#### What is required:
Find all lines below containing the string "Query" and return them.

#### Information:
———

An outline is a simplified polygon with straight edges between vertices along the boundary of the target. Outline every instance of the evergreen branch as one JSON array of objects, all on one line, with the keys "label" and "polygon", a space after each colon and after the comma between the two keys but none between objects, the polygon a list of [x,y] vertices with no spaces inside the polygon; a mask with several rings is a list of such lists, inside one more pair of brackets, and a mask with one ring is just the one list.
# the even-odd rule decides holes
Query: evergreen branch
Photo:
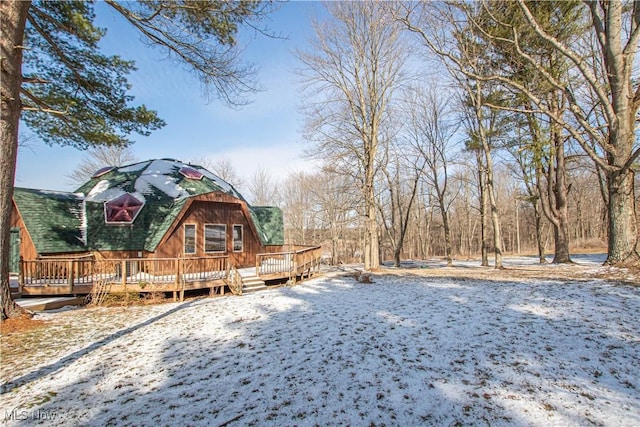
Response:
[{"label": "evergreen branch", "polygon": [[[254,69],[250,66],[237,67],[235,65],[240,52],[233,50],[234,42],[230,36],[216,34],[215,37],[220,46],[219,50],[212,50],[210,46],[206,45],[205,40],[194,34],[193,31],[189,31],[189,28],[178,28],[176,34],[172,34],[170,30],[154,24],[152,22],[154,17],[162,17],[171,21],[174,27],[180,23],[179,19],[162,15],[160,13],[162,8],[158,8],[152,16],[143,18],[115,0],[106,0],[106,3],[140,31],[151,44],[167,49],[170,54],[176,55],[180,62],[192,67],[204,87],[212,84],[218,96],[227,104],[231,106],[244,105],[246,101],[241,99],[243,95],[258,90],[250,85],[246,79],[254,74]],[[195,40],[189,41],[187,38],[177,37],[179,34],[186,34],[186,37],[192,37]],[[225,44],[229,46],[224,47]]]},{"label": "evergreen branch", "polygon": [[41,100],[40,98],[32,94],[31,92],[29,92],[28,90],[26,90],[25,88],[20,88],[20,93],[25,95],[27,98],[29,98],[31,101],[33,101],[37,105],[37,107],[23,106],[22,107],[23,110],[40,111],[43,113],[51,113],[59,116],[66,116],[69,114],[68,106],[65,111],[56,110],[55,108],[51,107],[49,104],[47,104],[46,102],[44,102],[43,100]]},{"label": "evergreen branch", "polygon": [[22,83],[28,83],[28,84],[48,84],[48,83],[52,83],[51,80],[44,80],[41,79],[40,77],[28,77],[28,76],[23,76],[22,77]]},{"label": "evergreen branch", "polygon": [[575,54],[575,52],[568,49],[564,44],[560,43],[555,37],[548,34],[544,29],[542,29],[538,21],[536,21],[535,17],[529,10],[529,7],[525,4],[524,0],[517,0],[517,2],[527,22],[529,23],[531,28],[533,28],[536,34],[538,34],[538,36],[540,36],[542,39],[550,43],[558,52],[560,52],[562,55],[568,58],[571,62],[573,62],[573,64],[575,64],[578,70],[580,70],[581,75],[584,77],[584,79],[587,81],[589,86],[593,89],[596,96],[602,103],[605,113],[607,114],[609,123],[614,123],[616,121],[616,114],[615,114],[615,111],[613,110],[613,107],[611,106],[611,103],[609,102],[609,97],[607,96],[607,93],[605,92],[602,85],[598,83],[597,77],[589,69],[589,65],[585,63],[585,60],[583,58],[580,58],[578,55]]},{"label": "evergreen branch", "polygon": [[[37,8],[34,8],[34,10],[38,11]],[[77,71],[77,68],[78,68],[77,65],[75,65],[73,61],[71,61],[71,59],[67,57],[67,55],[62,51],[62,49],[60,49],[60,47],[55,42],[55,40],[51,38],[51,35],[48,34],[46,31],[44,31],[44,29],[40,26],[40,24],[33,18],[33,16],[31,16],[31,14],[27,16],[27,20],[33,26],[33,28],[35,28],[35,30],[47,41],[47,43],[49,44],[53,52],[56,54],[56,56],[60,59],[60,61],[62,61],[62,63],[67,67],[67,69],[70,70],[71,73],[75,76],[75,79],[78,82],[78,86],[83,87],[84,85],[81,84],[81,82],[84,82],[84,78]]]}]

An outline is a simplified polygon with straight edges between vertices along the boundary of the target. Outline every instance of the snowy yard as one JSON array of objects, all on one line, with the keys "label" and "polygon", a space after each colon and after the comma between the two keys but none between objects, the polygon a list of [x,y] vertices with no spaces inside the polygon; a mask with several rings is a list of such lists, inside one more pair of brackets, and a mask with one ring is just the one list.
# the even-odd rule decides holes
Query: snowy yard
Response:
[{"label": "snowy yard", "polygon": [[640,287],[421,273],[38,315],[3,423],[640,425]]}]

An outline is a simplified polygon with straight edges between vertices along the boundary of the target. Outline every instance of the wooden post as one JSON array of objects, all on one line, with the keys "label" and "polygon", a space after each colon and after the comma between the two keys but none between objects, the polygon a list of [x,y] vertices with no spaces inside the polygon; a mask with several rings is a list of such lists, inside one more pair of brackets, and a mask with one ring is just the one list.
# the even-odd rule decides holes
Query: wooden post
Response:
[{"label": "wooden post", "polygon": [[184,301],[184,258],[178,258],[178,274],[180,277],[180,302]]},{"label": "wooden post", "polygon": [[73,260],[67,261],[67,284],[69,285],[69,293],[73,293]]},{"label": "wooden post", "polygon": [[124,289],[124,292],[127,292],[127,261],[126,260],[122,260],[120,261],[120,274],[122,274],[122,288]]},{"label": "wooden post", "polygon": [[176,258],[176,280],[173,283],[173,300],[178,300],[178,284],[180,283],[180,258]]},{"label": "wooden post", "polygon": [[256,277],[260,277],[260,254],[256,254]]},{"label": "wooden post", "polygon": [[24,258],[20,256],[20,265],[18,266],[18,294],[22,296],[22,289],[24,288]]}]

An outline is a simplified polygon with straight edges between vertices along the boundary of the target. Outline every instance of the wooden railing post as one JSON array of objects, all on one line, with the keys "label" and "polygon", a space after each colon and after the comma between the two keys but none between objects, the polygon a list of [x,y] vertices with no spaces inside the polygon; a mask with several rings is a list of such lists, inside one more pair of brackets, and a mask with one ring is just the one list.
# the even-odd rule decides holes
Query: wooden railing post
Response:
[{"label": "wooden railing post", "polygon": [[127,260],[120,261],[120,274],[122,274],[122,287],[127,292]]},{"label": "wooden railing post", "polygon": [[[182,258],[176,258],[175,261],[175,272],[176,272],[176,289],[178,288],[178,283],[180,283],[180,275],[184,274],[184,263],[182,264],[182,266],[180,265],[180,261],[182,260]],[[182,268],[180,268],[182,267]]]},{"label": "wooden railing post", "polygon": [[18,293],[22,296],[24,288],[24,258],[20,256],[20,265],[18,266]]},{"label": "wooden railing post", "polygon": [[73,276],[74,276],[73,269],[74,269],[73,260],[67,261],[67,284],[69,285],[70,294],[73,293]]},{"label": "wooden railing post", "polygon": [[180,273],[180,267],[183,267],[183,269],[184,269],[184,263],[181,263],[180,260],[181,260],[181,258],[178,257],[178,258],[176,258],[176,261],[175,261],[176,280],[175,280],[175,283],[173,284],[173,286],[174,286],[173,287],[173,289],[174,289],[174,291],[173,291],[173,300],[174,301],[178,300],[178,289],[180,287],[180,274],[181,274]]}]

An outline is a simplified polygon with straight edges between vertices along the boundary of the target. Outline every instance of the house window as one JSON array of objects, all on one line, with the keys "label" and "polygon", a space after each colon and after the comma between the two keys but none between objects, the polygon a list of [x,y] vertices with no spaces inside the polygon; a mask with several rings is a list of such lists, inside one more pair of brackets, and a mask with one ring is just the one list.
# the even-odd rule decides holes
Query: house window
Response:
[{"label": "house window", "polygon": [[242,225],[233,226],[233,251],[242,252]]},{"label": "house window", "polygon": [[227,226],[224,224],[205,224],[204,251],[225,252],[227,249]]},{"label": "house window", "polygon": [[185,254],[196,253],[196,225],[195,224],[184,225],[184,253]]},{"label": "house window", "polygon": [[140,213],[144,202],[133,194],[124,193],[104,204],[104,219],[107,224],[132,224]]}]

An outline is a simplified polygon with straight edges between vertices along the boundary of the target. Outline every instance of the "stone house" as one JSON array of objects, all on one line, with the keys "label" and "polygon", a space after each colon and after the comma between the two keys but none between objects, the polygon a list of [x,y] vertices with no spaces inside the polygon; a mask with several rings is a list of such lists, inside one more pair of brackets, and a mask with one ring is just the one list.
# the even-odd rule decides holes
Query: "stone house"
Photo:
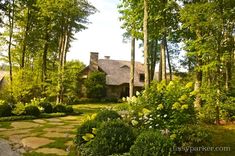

———

#### Task result:
Query: evergreen branch
Query: snowy yard
Query: wooden post
Query: wooden railing post
Query: house window
Query: "stone house"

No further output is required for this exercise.